SET PROBLEM A: Locate each line in the listing below that contains the string "ornament", and copy every such line.

PAGE:

══════════

# DISH is blacking out MLB Bost/Balt game tonight



## billmarc (Oct 17, 2002)

So why is DISH blacking out the Boston/Baltimore game on MLB network? I cannot find an alternate channel for the game and since I live in Indiana, there is NO way that NESN will be freed up to watch it. AT&T U-Verse is showing the game on MLB net and of course so is Directv.


----------



## John W (Dec 20, 2005)

billmarc said:


> So why is DISH blacking out the Boston/Baltimore game on MLB network? I cannot find an alternate channel for the game and since I live in Indiana, there is NO way that NESN will be freed up to watch it. AT&T U-Verse is showing the game on MLB net and of course so is Directv.


In the clear here now, maybe out of the 3-hour zone.


----------



## Rduce (May 16, 2008)

In the clear in Michigan...


----------



## BillJ (May 5, 2005)

If you're a Boston fan probably best you didn't see it.


----------



## Steve_53 (Jul 6, 2005)

BillJ said:


> If you're a Boston fan probably best you didn't see it.


I am, and I'm sorry to say, I did.


----------



## coldsteel (Mar 29, 2007)

══════════

EXTRACTED RECORDS:
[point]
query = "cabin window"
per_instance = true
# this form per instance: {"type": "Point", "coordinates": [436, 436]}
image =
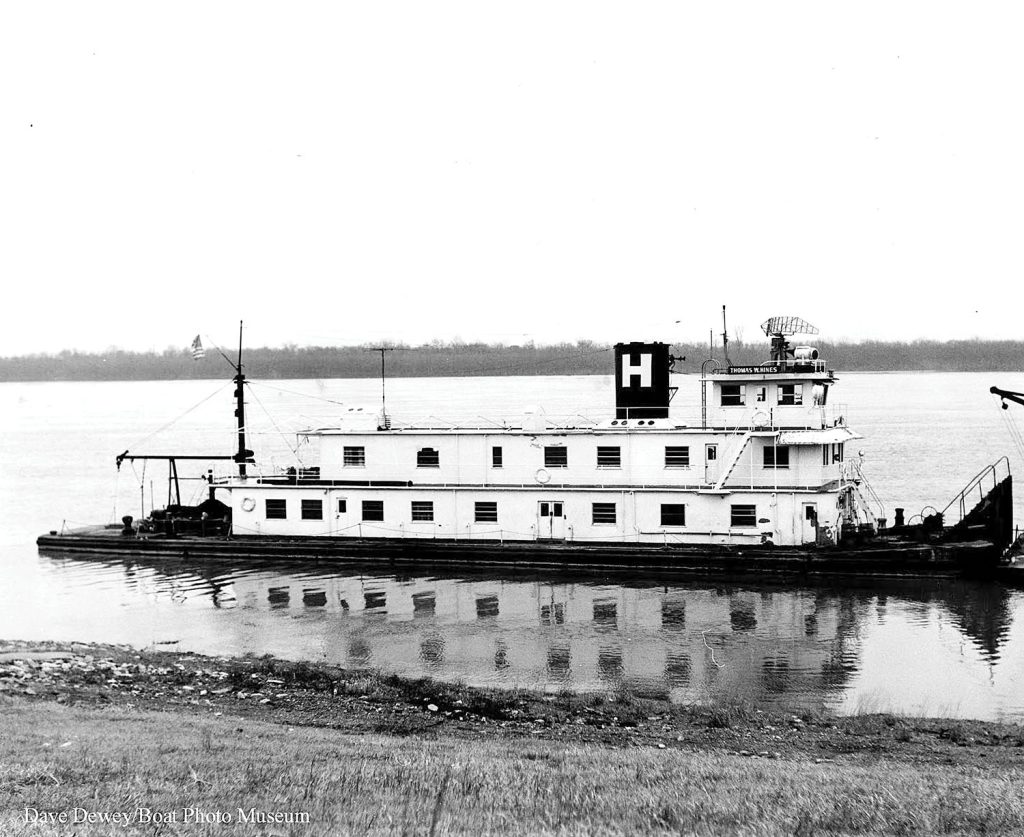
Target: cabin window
{"type": "Point", "coordinates": [791, 393]}
{"type": "Point", "coordinates": [485, 512]}
{"type": "Point", "coordinates": [742, 515]}
{"type": "Point", "coordinates": [677, 456]}
{"type": "Point", "coordinates": [423, 511]}
{"type": "Point", "coordinates": [427, 458]}
{"type": "Point", "coordinates": [673, 514]}
{"type": "Point", "coordinates": [354, 457]}
{"type": "Point", "coordinates": [733, 394]}
{"type": "Point", "coordinates": [556, 456]}
{"type": "Point", "coordinates": [312, 509]}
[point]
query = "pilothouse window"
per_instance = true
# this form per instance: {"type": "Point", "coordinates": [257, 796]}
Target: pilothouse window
{"type": "Point", "coordinates": [791, 393]}
{"type": "Point", "coordinates": [556, 456]}
{"type": "Point", "coordinates": [427, 458]}
{"type": "Point", "coordinates": [776, 456]}
{"type": "Point", "coordinates": [733, 394]}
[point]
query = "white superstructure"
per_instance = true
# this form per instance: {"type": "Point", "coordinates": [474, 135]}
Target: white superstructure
{"type": "Point", "coordinates": [767, 463]}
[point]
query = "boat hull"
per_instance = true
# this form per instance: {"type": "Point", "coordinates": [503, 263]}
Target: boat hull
{"type": "Point", "coordinates": [878, 557]}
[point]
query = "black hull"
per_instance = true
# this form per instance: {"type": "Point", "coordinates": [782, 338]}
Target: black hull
{"type": "Point", "coordinates": [878, 557]}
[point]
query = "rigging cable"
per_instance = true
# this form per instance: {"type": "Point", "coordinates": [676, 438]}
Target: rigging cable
{"type": "Point", "coordinates": [295, 451]}
{"type": "Point", "coordinates": [217, 391]}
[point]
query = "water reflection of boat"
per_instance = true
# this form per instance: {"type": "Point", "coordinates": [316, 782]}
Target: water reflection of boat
{"type": "Point", "coordinates": [763, 641]}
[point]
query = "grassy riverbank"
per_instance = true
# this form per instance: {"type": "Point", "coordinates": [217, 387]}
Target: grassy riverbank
{"type": "Point", "coordinates": [109, 729]}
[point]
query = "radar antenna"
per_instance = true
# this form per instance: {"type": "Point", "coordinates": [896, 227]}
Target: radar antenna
{"type": "Point", "coordinates": [778, 328]}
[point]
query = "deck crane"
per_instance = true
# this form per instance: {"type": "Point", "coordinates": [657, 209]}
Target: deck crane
{"type": "Point", "coordinates": [1008, 394]}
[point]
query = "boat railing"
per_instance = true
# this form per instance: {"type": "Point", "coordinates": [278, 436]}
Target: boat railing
{"type": "Point", "coordinates": [974, 492]}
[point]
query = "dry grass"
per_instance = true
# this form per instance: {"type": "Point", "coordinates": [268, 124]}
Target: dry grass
{"type": "Point", "coordinates": [55, 758]}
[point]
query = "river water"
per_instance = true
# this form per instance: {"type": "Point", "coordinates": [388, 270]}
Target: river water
{"type": "Point", "coordinates": [916, 646]}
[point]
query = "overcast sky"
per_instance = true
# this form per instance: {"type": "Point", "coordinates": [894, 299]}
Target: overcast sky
{"type": "Point", "coordinates": [348, 172]}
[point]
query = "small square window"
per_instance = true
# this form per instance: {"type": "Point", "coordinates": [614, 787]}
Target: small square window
{"type": "Point", "coordinates": [776, 456]}
{"type": "Point", "coordinates": [556, 457]}
{"type": "Point", "coordinates": [791, 393]}
{"type": "Point", "coordinates": [312, 509]}
{"type": "Point", "coordinates": [427, 458]}
{"type": "Point", "coordinates": [677, 456]}
{"type": "Point", "coordinates": [673, 514]}
{"type": "Point", "coordinates": [485, 512]}
{"type": "Point", "coordinates": [423, 511]}
{"type": "Point", "coordinates": [354, 457]}
{"type": "Point", "coordinates": [743, 515]}
{"type": "Point", "coordinates": [733, 394]}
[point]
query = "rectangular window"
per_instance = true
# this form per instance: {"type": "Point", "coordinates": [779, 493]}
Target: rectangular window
{"type": "Point", "coordinates": [423, 511]}
{"type": "Point", "coordinates": [733, 394]}
{"type": "Point", "coordinates": [485, 512]}
{"type": "Point", "coordinates": [673, 514]}
{"type": "Point", "coordinates": [791, 393]}
{"type": "Point", "coordinates": [427, 458]}
{"type": "Point", "coordinates": [776, 456]}
{"type": "Point", "coordinates": [677, 456]}
{"type": "Point", "coordinates": [743, 516]}
{"type": "Point", "coordinates": [354, 457]}
{"type": "Point", "coordinates": [556, 456]}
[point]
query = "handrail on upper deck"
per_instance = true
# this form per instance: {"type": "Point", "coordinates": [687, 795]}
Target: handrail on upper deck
{"type": "Point", "coordinates": [979, 482]}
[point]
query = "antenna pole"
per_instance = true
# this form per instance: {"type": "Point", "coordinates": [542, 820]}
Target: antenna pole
{"type": "Point", "coordinates": [244, 455]}
{"type": "Point", "coordinates": [725, 339]}
{"type": "Point", "coordinates": [385, 422]}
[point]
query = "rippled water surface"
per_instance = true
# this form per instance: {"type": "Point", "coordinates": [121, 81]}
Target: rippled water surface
{"type": "Point", "coordinates": [941, 647]}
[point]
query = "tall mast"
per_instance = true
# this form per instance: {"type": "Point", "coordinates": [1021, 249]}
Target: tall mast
{"type": "Point", "coordinates": [244, 455]}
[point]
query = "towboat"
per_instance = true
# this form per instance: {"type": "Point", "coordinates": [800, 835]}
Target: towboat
{"type": "Point", "coordinates": [764, 483]}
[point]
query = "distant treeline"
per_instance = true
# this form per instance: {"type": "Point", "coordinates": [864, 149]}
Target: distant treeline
{"type": "Point", "coordinates": [480, 359]}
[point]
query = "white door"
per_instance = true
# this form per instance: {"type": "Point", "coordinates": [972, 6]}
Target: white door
{"type": "Point", "coordinates": [551, 519]}
{"type": "Point", "coordinates": [711, 464]}
{"type": "Point", "coordinates": [810, 522]}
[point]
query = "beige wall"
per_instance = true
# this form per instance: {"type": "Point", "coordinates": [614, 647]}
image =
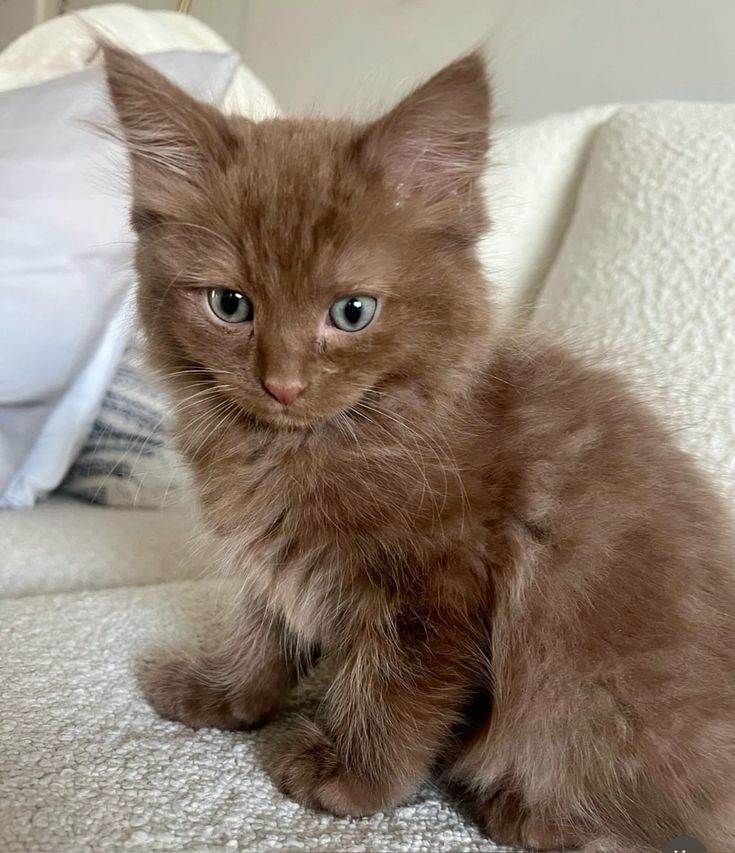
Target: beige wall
{"type": "Point", "coordinates": [549, 55]}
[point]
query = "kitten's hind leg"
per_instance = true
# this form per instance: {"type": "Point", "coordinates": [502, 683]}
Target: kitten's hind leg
{"type": "Point", "coordinates": [236, 685]}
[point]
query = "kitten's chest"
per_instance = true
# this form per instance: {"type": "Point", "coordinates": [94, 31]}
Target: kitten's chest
{"type": "Point", "coordinates": [274, 538]}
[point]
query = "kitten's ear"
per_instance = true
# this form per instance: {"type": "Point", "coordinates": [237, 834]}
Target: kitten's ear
{"type": "Point", "coordinates": [436, 139]}
{"type": "Point", "coordinates": [173, 139]}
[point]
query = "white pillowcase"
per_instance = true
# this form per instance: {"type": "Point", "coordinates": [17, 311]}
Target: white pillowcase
{"type": "Point", "coordinates": [530, 186]}
{"type": "Point", "coordinates": [646, 275]}
{"type": "Point", "coordinates": [65, 245]}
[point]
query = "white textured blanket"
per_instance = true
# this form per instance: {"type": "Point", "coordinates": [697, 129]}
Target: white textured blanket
{"type": "Point", "coordinates": [85, 765]}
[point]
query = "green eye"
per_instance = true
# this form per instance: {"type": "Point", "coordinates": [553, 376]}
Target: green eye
{"type": "Point", "coordinates": [353, 313]}
{"type": "Point", "coordinates": [230, 306]}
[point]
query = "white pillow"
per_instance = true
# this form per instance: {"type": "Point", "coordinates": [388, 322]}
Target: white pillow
{"type": "Point", "coordinates": [646, 274]}
{"type": "Point", "coordinates": [531, 185]}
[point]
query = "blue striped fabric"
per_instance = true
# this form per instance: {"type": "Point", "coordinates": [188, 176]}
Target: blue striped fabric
{"type": "Point", "coordinates": [126, 459]}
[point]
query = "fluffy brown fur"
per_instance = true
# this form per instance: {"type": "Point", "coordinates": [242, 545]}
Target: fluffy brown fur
{"type": "Point", "coordinates": [516, 574]}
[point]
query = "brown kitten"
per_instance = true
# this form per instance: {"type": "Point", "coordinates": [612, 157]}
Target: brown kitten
{"type": "Point", "coordinates": [513, 570]}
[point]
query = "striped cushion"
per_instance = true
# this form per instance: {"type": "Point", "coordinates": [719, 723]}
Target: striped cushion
{"type": "Point", "coordinates": [126, 459]}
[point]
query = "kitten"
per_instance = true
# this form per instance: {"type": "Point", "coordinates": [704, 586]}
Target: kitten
{"type": "Point", "coordinates": [513, 571]}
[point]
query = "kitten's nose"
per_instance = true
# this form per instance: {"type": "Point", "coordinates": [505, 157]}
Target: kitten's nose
{"type": "Point", "coordinates": [284, 392]}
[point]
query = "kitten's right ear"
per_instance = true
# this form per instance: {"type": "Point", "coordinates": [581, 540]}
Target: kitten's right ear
{"type": "Point", "coordinates": [173, 139]}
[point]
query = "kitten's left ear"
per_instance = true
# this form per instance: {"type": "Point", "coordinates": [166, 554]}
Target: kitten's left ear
{"type": "Point", "coordinates": [434, 142]}
{"type": "Point", "coordinates": [173, 139]}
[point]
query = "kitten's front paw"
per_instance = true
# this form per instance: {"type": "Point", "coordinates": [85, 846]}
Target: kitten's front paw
{"type": "Point", "coordinates": [308, 769]}
{"type": "Point", "coordinates": [507, 822]}
{"type": "Point", "coordinates": [186, 691]}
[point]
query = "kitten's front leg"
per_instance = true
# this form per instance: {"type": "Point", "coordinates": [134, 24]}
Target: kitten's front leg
{"type": "Point", "coordinates": [380, 726]}
{"type": "Point", "coordinates": [236, 685]}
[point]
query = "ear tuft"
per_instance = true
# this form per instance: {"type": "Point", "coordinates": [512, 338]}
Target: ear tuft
{"type": "Point", "coordinates": [435, 141]}
{"type": "Point", "coordinates": [173, 139]}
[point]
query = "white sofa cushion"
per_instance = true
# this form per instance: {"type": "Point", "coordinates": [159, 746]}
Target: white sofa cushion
{"type": "Point", "coordinates": [531, 185]}
{"type": "Point", "coordinates": [65, 244]}
{"type": "Point", "coordinates": [646, 275]}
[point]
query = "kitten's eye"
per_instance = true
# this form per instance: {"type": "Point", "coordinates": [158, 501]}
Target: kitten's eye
{"type": "Point", "coordinates": [353, 312]}
{"type": "Point", "coordinates": [229, 305]}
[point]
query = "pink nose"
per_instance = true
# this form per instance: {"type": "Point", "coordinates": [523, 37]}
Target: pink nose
{"type": "Point", "coordinates": [284, 392]}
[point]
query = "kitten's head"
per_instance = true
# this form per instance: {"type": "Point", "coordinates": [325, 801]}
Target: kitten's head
{"type": "Point", "coordinates": [305, 266]}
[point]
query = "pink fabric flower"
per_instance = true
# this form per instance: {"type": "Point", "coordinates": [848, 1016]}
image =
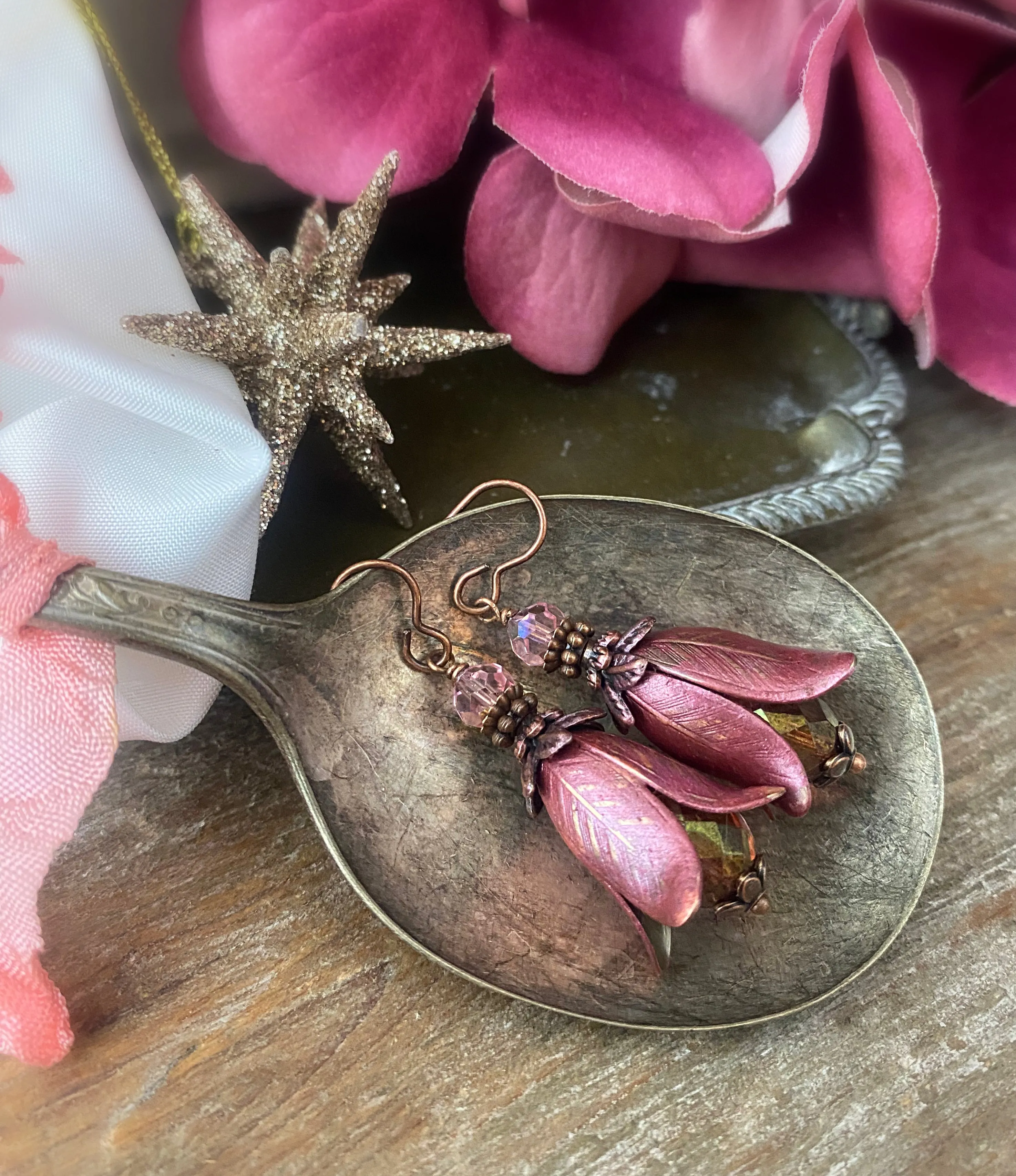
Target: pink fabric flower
{"type": "Point", "coordinates": [58, 734]}
{"type": "Point", "coordinates": [655, 139]}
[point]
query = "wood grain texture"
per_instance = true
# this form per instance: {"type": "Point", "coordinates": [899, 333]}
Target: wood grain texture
{"type": "Point", "coordinates": [238, 1011]}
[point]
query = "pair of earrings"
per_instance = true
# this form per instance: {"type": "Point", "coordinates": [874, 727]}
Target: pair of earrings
{"type": "Point", "coordinates": [735, 724]}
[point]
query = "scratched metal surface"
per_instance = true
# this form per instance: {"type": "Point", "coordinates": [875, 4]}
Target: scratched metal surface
{"type": "Point", "coordinates": [430, 818]}
{"type": "Point", "coordinates": [237, 1007]}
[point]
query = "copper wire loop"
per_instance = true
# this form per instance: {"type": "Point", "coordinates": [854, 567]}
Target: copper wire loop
{"type": "Point", "coordinates": [441, 664]}
{"type": "Point", "coordinates": [486, 607]}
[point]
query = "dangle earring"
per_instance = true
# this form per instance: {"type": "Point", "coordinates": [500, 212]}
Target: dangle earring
{"type": "Point", "coordinates": [741, 709]}
{"type": "Point", "coordinates": [605, 794]}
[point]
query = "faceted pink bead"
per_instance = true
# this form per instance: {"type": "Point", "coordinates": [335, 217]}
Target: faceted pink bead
{"type": "Point", "coordinates": [532, 630]}
{"type": "Point", "coordinates": [477, 689]}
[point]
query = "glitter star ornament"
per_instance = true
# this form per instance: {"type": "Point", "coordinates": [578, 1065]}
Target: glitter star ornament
{"type": "Point", "coordinates": [301, 331]}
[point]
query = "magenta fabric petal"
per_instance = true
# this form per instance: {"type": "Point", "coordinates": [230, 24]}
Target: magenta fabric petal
{"type": "Point", "coordinates": [742, 667]}
{"type": "Point", "coordinates": [320, 91]}
{"type": "Point", "coordinates": [679, 781]}
{"type": "Point", "coordinates": [830, 245]}
{"type": "Point", "coordinates": [901, 193]}
{"type": "Point", "coordinates": [968, 110]}
{"type": "Point", "coordinates": [559, 283]}
{"type": "Point", "coordinates": [580, 112]}
{"type": "Point", "coordinates": [644, 38]}
{"type": "Point", "coordinates": [619, 212]}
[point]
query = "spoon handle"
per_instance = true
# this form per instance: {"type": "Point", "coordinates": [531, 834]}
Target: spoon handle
{"type": "Point", "coordinates": [232, 640]}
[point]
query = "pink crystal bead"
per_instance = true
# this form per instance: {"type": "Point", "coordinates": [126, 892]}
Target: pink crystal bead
{"type": "Point", "coordinates": [477, 689]}
{"type": "Point", "coordinates": [532, 630]}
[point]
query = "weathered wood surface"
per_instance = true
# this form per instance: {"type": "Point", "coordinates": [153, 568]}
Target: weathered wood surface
{"type": "Point", "coordinates": [238, 1011]}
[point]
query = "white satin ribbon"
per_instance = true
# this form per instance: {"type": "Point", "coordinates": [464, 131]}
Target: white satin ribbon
{"type": "Point", "coordinates": [139, 458]}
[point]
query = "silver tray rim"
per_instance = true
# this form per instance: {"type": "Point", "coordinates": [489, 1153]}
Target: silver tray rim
{"type": "Point", "coordinates": [880, 405]}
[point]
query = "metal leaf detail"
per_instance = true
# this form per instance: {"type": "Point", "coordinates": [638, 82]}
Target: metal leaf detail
{"type": "Point", "coordinates": [679, 781]}
{"type": "Point", "coordinates": [719, 737]}
{"type": "Point", "coordinates": [743, 667]}
{"type": "Point", "coordinates": [619, 831]}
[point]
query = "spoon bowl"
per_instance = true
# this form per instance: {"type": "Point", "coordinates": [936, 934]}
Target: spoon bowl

══════════

SET PROBLEM B: In the forum thread above, which two services does billmarc say are showing the Boston/Baltimore game on MLB Network?

COMPLETE ANSWER A:
query = "glitter star ornament"
Target: glitter star ornament

COMPLETE ANSWER B: AT&T U-Verse and Directv.